PROBLEM STATEMENT – Repeat the records below exactly, leaving out every picture.

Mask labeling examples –
[BEGIN]

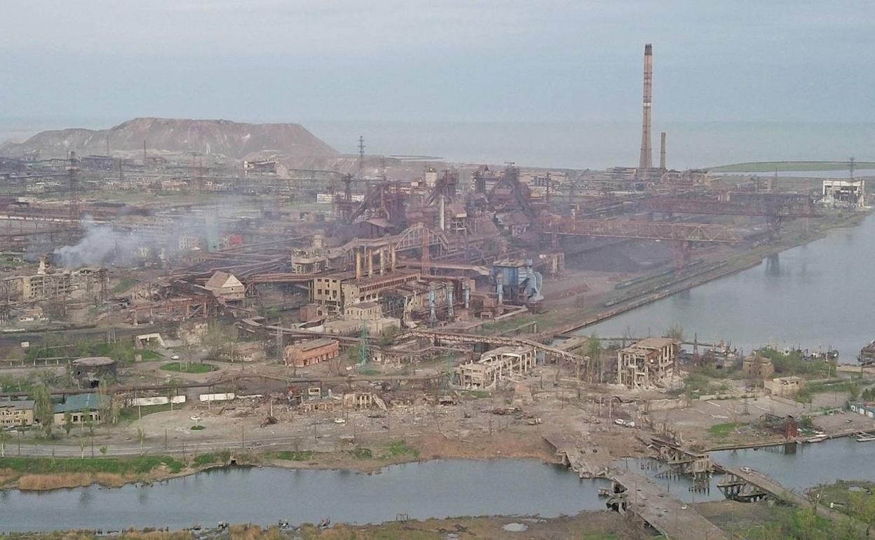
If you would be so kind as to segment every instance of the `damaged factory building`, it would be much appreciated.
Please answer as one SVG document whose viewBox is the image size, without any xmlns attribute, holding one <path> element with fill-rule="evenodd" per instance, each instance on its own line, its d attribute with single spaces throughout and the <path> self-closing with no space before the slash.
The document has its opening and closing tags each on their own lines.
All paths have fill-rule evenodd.
<svg viewBox="0 0 875 540">
<path fill-rule="evenodd" d="M 501 381 L 514 380 L 536 362 L 531 347 L 500 347 L 484 353 L 477 361 L 456 368 L 458 385 L 466 390 L 495 389 Z"/>
<path fill-rule="evenodd" d="M 617 351 L 617 382 L 633 389 L 662 386 L 672 374 L 678 342 L 647 338 Z"/>
</svg>

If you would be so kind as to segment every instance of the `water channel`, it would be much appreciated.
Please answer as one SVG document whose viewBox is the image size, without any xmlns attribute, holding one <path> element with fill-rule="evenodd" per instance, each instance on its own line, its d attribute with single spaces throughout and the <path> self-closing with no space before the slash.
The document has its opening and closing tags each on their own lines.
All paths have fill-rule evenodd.
<svg viewBox="0 0 875 540">
<path fill-rule="evenodd" d="M 749 352 L 767 343 L 836 348 L 855 363 L 875 339 L 875 215 L 855 228 L 768 257 L 754 268 L 700 285 L 578 332 L 662 335 L 671 325 L 700 341 L 725 340 Z"/>
<path fill-rule="evenodd" d="M 382 522 L 458 515 L 554 517 L 604 509 L 606 480 L 580 480 L 535 459 L 434 460 L 379 473 L 228 467 L 151 486 L 0 492 L 0 532 L 76 528 L 181 529 L 219 522 L 269 525 Z M 37 511 L 37 510 L 39 511 Z"/>
</svg>

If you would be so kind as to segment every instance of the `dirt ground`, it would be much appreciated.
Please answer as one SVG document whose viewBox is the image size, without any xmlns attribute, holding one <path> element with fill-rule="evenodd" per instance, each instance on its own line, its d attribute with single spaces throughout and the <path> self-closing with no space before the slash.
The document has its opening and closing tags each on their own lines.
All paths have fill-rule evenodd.
<svg viewBox="0 0 875 540">
<path fill-rule="evenodd" d="M 737 501 L 714 501 L 694 505 L 705 519 L 723 530 L 742 532 L 768 521 L 771 514 L 767 503 L 738 502 Z"/>
</svg>

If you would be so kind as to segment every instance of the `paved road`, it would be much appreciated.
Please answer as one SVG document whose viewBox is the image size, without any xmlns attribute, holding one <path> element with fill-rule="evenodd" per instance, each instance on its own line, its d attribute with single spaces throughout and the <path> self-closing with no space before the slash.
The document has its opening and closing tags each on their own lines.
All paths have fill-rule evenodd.
<svg viewBox="0 0 875 540">
<path fill-rule="evenodd" d="M 648 478 L 626 471 L 608 474 L 628 490 L 628 510 L 676 540 L 729 540 L 729 536 L 701 514 L 666 493 Z"/>
</svg>

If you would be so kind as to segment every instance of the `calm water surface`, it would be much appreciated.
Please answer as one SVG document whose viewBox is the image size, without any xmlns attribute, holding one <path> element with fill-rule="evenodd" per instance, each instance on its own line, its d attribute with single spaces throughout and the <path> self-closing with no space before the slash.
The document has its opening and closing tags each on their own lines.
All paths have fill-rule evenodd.
<svg viewBox="0 0 875 540">
<path fill-rule="evenodd" d="M 710 452 L 720 465 L 749 466 L 765 473 L 794 491 L 837 480 L 875 481 L 875 441 L 858 443 L 853 437 L 821 443 Z"/>
<path fill-rule="evenodd" d="M 556 516 L 603 509 L 598 488 L 533 459 L 436 460 L 378 474 L 231 467 L 146 487 L 96 486 L 46 493 L 0 492 L 0 532 L 75 528 L 170 527 L 221 521 L 267 525 L 381 522 L 457 515 Z"/>
<path fill-rule="evenodd" d="M 772 342 L 839 351 L 854 363 L 875 339 L 875 216 L 859 227 L 767 258 L 752 269 L 673 295 L 578 332 L 657 335 L 671 325 L 700 341 L 750 351 Z"/>
</svg>

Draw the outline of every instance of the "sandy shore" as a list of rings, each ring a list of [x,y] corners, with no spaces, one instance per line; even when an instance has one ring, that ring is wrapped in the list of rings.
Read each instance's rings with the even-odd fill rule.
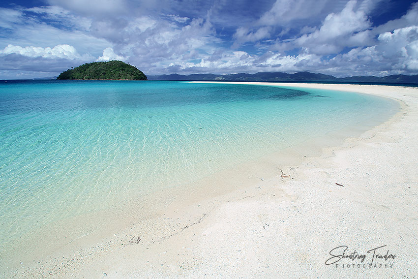
[[[270,158],[203,180],[205,190],[178,189],[180,200],[146,218],[133,214],[112,235],[67,244],[0,278],[416,278],[418,88],[283,85],[379,95],[401,111],[298,165]],[[341,246],[356,258],[325,264]],[[373,252],[389,258],[369,266]]]

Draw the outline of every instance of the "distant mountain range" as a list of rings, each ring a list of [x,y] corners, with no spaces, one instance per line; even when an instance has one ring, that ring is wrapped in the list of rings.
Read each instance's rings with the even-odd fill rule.
[[[251,74],[245,73],[229,75],[196,74],[189,75],[172,74],[148,76],[151,80],[217,81],[275,81],[304,82],[349,82],[373,83],[418,84],[418,75],[391,75],[385,77],[357,76],[337,78],[329,75],[301,72],[294,74],[283,72],[261,72]]]

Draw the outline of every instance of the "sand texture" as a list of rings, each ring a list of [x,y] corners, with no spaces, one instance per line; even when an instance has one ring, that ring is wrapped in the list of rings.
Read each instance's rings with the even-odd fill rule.
[[[179,189],[182,198],[162,210],[133,214],[124,227],[81,238],[0,277],[417,278],[418,88],[284,85],[379,95],[398,100],[401,111],[299,165],[266,159],[197,183],[204,190]],[[326,265],[343,246],[346,255],[365,255],[363,262]],[[394,258],[369,266],[367,251],[384,246],[375,253]]]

[END]

RESULT FOR THIS TASK –
If you would be so kind as to segment every instance of the `damaged factory building`, it would be much appreciated.
Please answer as one SVG document whose viewBox is the image size, without any xmlns attribute, holding one <path> element with fill-rule="evenodd" per instance, each instance on its own line, its d attribute with single spaces throughout and the <path> self-closing with no space before the slash.
The document has its opening and closing tags each on their own lines.
All paths have fill-rule evenodd.
<svg viewBox="0 0 875 540">
<path fill-rule="evenodd" d="M 501 381 L 514 380 L 536 362 L 531 347 L 500 347 L 484 353 L 477 361 L 456 368 L 458 385 L 466 390 L 495 389 Z"/>
<path fill-rule="evenodd" d="M 617 351 L 617 382 L 633 389 L 662 386 L 672 374 L 678 342 L 647 338 Z"/>
</svg>

If you would be so kind as to segment every instance of the `water channel`, it would be much appreciated.
Please answer as one SVG document whose viewBox is the image size, without any xmlns attribute, holding one <path> element with fill-rule="evenodd" per instance, each instance on its own line, its d attribute with single spaces throughout and the <path> self-closing with no space before the slash.
The document has its opening and closing tags each on their own lines.
All paths have fill-rule evenodd.
<svg viewBox="0 0 875 540">
<path fill-rule="evenodd" d="M 749 352 L 767 343 L 836 348 L 855 363 L 875 339 L 875 215 L 855 228 L 768 257 L 754 268 L 700 285 L 578 332 L 662 335 L 671 325 L 700 341 L 725 340 Z"/>
<path fill-rule="evenodd" d="M 382 522 L 458 515 L 554 517 L 604 509 L 606 480 L 580 480 L 535 459 L 434 460 L 379 473 L 228 467 L 151 486 L 0 492 L 0 532 L 76 528 L 181 529 L 219 522 L 269 525 Z M 37 511 L 37 510 L 39 511 Z"/>
</svg>

If you would be so kind as to segment every instance of the `dirt ground`, it would be much appreciated.
Please answer as one SVG document whose viewBox is the image size, without any xmlns attribute, holding one <path> element with fill-rule="evenodd" per instance, each instance on its own line, its d attribute with single spaces throughout and the <path> self-closing with no space before the slash.
The document has its opening and closing tags each on their own lines.
All paths have fill-rule evenodd.
<svg viewBox="0 0 875 540">
<path fill-rule="evenodd" d="M 737 501 L 714 501 L 694 505 L 705 519 L 723 530 L 742 532 L 768 521 L 771 514 L 767 503 L 738 502 Z"/>
</svg>

If you would be so kind as to segment every instance of the `paved road`, it would be much appreciated.
Please answer as one SVG document whose viewBox is the image size, without any xmlns attribute, holding one <path> element with fill-rule="evenodd" per instance, each instance on its own line, its d attribute with single spaces throughout and the <path> self-closing with no space before the slash.
The document has its opening and closing tags each on their own lines.
All paths have fill-rule evenodd.
<svg viewBox="0 0 875 540">
<path fill-rule="evenodd" d="M 648 478 L 626 471 L 608 474 L 628 490 L 628 510 L 676 540 L 729 540 L 729 536 L 701 514 L 666 493 Z"/>
</svg>

If you would be so kind as to segment every instance of the `calm water surface`, it would be much appreciated.
Please answer as one SVG document whose viewBox is the image size, without any xmlns attribute, holding one <path> element with fill-rule="evenodd" per instance, each instance on its own line, its d attribute with single spaces throughout and the <path> self-closing with no space before the slash.
The document has its opening and closing tags each on their own lines.
All paths have fill-rule evenodd.
<svg viewBox="0 0 875 540">
<path fill-rule="evenodd" d="M 710 452 L 720 465 L 749 466 L 765 473 L 794 491 L 837 480 L 875 481 L 875 441 L 858 443 L 853 437 L 821 443 Z"/>
<path fill-rule="evenodd" d="M 556 516 L 603 509 L 598 488 L 533 459 L 436 460 L 378 474 L 231 467 L 146 487 L 96 486 L 46 493 L 0 492 L 0 532 L 75 528 L 170 527 L 221 521 L 267 525 L 381 522 L 457 515 Z"/>
<path fill-rule="evenodd" d="M 772 342 L 839 351 L 854 363 L 875 339 L 875 216 L 859 227 L 767 258 L 752 269 L 673 295 L 578 332 L 657 335 L 671 325 L 700 341 L 750 351 Z"/>
</svg>

Draw the outline of every instance of the "sandy shore" as a list of rings, each ring a list of [x,y] corners, with no spaces, one instance per line; even when an instance has one ring, that ring is wrapped in the list of rings.
Read each instance's rings with the even-odd fill rule.
[[[270,158],[203,180],[205,190],[178,189],[180,200],[146,218],[133,214],[112,235],[67,244],[0,278],[416,278],[418,88],[283,85],[379,95],[401,111],[298,165]],[[341,246],[356,258],[325,264]],[[373,252],[389,258],[369,266]]]

Draw the outline of every instance of the "distant mountain range" as a list of rings, each ring a list of [x,y] corners, with no spaces, one instance per line; even when an instance has one ring, that ring is wrapped in the list of rings.
Read each instance's rings with the even-odd fill rule.
[[[251,74],[245,73],[229,75],[196,74],[189,75],[172,74],[148,76],[151,80],[217,81],[275,81],[304,82],[349,82],[373,83],[418,84],[418,75],[391,75],[385,77],[357,76],[337,78],[329,75],[301,72],[294,74],[283,72],[261,72]]]

Draw the outline of every instance of the "sand texture" as a list of rings, each ring a list of [x,y] corners, with no spaces, one instance per line; even when an instance has one ring, that ring is wrapped in the list of rings.
Read each instance's rings with the even-odd fill rule.
[[[179,189],[182,198],[162,210],[133,214],[124,227],[81,238],[0,277],[417,278],[418,88],[284,85],[379,95],[398,100],[401,111],[299,165],[266,159],[197,183],[204,190]],[[326,265],[343,246],[346,255],[365,255],[363,262]],[[394,258],[369,266],[367,251],[384,246],[375,253]]]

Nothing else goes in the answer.